Material provided —
════════════════════

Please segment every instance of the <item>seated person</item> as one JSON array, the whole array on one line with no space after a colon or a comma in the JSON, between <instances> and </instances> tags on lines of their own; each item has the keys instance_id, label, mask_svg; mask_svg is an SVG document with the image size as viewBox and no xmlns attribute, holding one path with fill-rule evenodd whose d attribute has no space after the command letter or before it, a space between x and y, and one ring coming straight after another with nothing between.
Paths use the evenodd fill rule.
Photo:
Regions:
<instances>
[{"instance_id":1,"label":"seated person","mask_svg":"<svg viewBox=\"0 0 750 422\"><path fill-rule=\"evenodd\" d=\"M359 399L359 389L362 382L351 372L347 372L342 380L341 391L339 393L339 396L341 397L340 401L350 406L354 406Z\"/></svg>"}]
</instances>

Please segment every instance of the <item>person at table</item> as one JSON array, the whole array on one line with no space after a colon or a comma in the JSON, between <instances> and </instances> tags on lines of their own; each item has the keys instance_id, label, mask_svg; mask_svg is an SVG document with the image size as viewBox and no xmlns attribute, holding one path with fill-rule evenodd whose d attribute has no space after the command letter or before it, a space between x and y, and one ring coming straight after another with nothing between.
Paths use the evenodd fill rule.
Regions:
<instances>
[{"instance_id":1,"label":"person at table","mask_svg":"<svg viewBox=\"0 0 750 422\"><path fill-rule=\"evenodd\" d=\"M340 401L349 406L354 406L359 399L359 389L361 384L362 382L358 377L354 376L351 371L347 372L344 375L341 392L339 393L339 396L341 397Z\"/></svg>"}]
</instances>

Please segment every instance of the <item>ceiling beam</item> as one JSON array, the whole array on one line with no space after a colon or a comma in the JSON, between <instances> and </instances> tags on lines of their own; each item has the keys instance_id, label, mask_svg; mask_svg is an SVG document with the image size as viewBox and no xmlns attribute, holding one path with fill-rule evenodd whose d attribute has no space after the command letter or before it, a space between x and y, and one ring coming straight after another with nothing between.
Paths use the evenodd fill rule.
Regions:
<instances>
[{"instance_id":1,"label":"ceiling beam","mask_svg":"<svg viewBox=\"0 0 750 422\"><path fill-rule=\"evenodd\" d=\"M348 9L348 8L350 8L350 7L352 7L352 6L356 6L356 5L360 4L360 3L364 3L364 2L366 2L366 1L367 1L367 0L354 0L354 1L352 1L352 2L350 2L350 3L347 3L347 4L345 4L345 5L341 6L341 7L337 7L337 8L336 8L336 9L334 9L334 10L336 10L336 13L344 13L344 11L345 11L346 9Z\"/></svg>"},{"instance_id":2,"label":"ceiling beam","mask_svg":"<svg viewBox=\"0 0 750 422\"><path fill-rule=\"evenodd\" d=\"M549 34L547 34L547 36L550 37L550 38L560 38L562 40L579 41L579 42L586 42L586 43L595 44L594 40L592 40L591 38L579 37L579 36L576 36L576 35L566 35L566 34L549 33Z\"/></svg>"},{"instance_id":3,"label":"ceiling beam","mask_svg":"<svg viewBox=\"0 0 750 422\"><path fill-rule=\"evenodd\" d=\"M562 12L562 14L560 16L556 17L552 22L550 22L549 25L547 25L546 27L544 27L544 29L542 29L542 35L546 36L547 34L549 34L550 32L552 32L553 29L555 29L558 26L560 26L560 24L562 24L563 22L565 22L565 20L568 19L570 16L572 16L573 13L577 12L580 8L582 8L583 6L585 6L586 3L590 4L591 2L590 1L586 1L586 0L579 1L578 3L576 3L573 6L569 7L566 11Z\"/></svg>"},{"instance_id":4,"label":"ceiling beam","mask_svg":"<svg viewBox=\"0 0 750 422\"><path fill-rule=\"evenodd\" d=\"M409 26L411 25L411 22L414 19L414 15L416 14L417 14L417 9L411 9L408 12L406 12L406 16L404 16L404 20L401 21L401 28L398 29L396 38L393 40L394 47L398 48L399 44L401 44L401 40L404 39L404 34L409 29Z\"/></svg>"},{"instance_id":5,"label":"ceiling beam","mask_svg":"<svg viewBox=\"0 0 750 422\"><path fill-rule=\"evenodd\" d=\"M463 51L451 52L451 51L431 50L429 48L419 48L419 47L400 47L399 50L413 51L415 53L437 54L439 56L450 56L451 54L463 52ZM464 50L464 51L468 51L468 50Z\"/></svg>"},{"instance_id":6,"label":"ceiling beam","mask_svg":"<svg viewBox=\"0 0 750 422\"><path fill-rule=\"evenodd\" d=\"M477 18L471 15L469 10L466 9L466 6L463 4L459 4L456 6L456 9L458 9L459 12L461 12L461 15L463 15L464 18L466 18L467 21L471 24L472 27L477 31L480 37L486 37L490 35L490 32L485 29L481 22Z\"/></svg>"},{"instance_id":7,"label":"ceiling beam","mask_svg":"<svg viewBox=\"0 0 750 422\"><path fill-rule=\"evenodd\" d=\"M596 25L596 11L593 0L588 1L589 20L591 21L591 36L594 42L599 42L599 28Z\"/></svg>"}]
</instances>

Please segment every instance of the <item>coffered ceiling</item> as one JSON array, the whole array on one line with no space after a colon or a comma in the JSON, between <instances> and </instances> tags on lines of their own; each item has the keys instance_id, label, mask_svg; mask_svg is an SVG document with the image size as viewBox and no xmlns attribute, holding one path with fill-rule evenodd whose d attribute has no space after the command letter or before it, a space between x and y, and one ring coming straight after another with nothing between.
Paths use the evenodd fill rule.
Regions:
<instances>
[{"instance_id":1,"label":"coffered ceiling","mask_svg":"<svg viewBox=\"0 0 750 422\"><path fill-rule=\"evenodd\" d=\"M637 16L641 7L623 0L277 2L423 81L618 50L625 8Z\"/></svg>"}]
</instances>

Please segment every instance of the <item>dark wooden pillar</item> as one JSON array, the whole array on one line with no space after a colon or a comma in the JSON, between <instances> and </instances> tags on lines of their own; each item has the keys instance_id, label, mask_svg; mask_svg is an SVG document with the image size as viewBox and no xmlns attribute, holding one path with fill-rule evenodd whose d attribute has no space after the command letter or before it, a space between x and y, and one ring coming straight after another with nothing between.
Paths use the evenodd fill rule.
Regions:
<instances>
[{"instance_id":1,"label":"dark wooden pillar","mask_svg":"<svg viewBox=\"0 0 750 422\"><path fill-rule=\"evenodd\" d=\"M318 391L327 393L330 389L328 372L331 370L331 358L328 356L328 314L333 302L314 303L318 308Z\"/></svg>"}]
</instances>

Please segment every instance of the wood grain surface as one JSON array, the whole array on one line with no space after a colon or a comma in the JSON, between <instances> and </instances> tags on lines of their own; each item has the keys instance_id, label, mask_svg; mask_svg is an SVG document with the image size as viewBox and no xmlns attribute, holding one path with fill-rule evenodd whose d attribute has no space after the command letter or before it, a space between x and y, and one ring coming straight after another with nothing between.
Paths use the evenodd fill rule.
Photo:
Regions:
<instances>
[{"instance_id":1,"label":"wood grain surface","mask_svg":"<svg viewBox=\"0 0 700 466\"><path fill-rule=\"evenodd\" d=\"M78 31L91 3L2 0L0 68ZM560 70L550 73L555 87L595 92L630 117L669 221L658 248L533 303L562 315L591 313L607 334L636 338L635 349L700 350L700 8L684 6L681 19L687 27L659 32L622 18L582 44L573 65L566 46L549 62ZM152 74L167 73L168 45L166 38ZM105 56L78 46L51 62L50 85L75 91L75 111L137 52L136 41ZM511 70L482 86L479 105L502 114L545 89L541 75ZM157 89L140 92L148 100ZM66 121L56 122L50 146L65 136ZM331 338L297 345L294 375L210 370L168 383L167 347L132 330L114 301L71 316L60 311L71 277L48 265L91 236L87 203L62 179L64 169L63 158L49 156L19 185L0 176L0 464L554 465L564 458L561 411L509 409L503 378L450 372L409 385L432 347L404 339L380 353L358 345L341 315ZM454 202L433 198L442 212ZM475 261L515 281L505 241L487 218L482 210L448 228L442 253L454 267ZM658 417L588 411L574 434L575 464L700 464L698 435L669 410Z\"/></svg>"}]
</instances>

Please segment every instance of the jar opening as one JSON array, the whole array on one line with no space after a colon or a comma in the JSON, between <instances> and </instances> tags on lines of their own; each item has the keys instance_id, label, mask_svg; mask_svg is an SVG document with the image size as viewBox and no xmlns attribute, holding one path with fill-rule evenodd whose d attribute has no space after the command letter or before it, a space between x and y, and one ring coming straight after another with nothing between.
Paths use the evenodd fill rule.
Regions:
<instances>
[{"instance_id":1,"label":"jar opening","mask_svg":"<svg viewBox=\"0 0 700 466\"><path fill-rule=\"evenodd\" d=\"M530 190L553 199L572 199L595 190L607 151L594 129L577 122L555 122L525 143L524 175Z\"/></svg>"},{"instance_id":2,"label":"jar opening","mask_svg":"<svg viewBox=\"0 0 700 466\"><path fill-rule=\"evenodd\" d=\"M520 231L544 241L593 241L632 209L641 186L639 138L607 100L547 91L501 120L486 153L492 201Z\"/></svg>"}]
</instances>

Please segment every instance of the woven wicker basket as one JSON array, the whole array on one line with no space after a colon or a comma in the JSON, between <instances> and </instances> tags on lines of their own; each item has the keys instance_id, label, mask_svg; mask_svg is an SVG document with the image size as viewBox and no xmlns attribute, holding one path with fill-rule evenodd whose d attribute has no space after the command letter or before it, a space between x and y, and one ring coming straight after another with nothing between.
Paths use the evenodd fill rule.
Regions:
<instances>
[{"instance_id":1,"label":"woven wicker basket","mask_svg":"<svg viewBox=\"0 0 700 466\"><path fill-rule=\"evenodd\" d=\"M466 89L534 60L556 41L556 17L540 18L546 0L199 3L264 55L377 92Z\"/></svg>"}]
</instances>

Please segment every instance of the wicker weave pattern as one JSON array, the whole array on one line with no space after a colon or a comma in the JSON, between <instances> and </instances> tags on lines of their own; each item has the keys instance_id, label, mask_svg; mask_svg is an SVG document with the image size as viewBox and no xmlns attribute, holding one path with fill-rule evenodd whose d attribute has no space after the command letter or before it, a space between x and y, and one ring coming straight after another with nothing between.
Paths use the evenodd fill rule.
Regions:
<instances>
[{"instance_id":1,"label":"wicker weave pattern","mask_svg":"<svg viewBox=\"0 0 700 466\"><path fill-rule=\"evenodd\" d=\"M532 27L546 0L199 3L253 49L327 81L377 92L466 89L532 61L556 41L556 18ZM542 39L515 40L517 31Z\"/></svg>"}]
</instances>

════════════════════

What you should do —
Begin with the line that holds "Please segment every instance of the woven" and write out each line from there to the end of the material, exactly as it stands. Include nothing else.

Solution to the exercise —
Please segment every instance of the woven wicker basket as one JSON array, the whole array on one line with no space after a colon or a comma in the JSON, between <instances> and </instances> tags on lines of their own; each item has the keys instance_id, label, mask_svg; mask_svg is an SVG document with the image size as viewBox and no xmlns attribute, holding one path with fill-rule evenodd whose d attribute has no space after the command letter or before it, a space between x and y, and one ring coming straight after another with nothing between.
Paths use the evenodd fill rule.
Regions:
<instances>
[{"instance_id":1,"label":"woven wicker basket","mask_svg":"<svg viewBox=\"0 0 700 466\"><path fill-rule=\"evenodd\" d=\"M466 89L534 60L556 41L556 17L540 18L546 0L199 3L264 55L377 92Z\"/></svg>"}]
</instances>

Please segment every instance of the wicker weave pattern as one JSON array, the whole array on one line with no space after a colon or a comma in the JSON, between <instances> and </instances> tags on lines of their own; each item has the keys instance_id, label, mask_svg; mask_svg is an SVG document with the image size as viewBox and no xmlns attribute, holding one path with fill-rule evenodd whose d attribute has no space after the command letter or before it, a space between x and y, and one ring coming straight after another with nothing between.
Paths use the evenodd fill rule.
Regions:
<instances>
[{"instance_id":1,"label":"wicker weave pattern","mask_svg":"<svg viewBox=\"0 0 700 466\"><path fill-rule=\"evenodd\" d=\"M532 27L546 0L199 3L253 49L327 81L377 92L466 89L532 61L556 41L556 18ZM542 39L515 40L517 31Z\"/></svg>"}]
</instances>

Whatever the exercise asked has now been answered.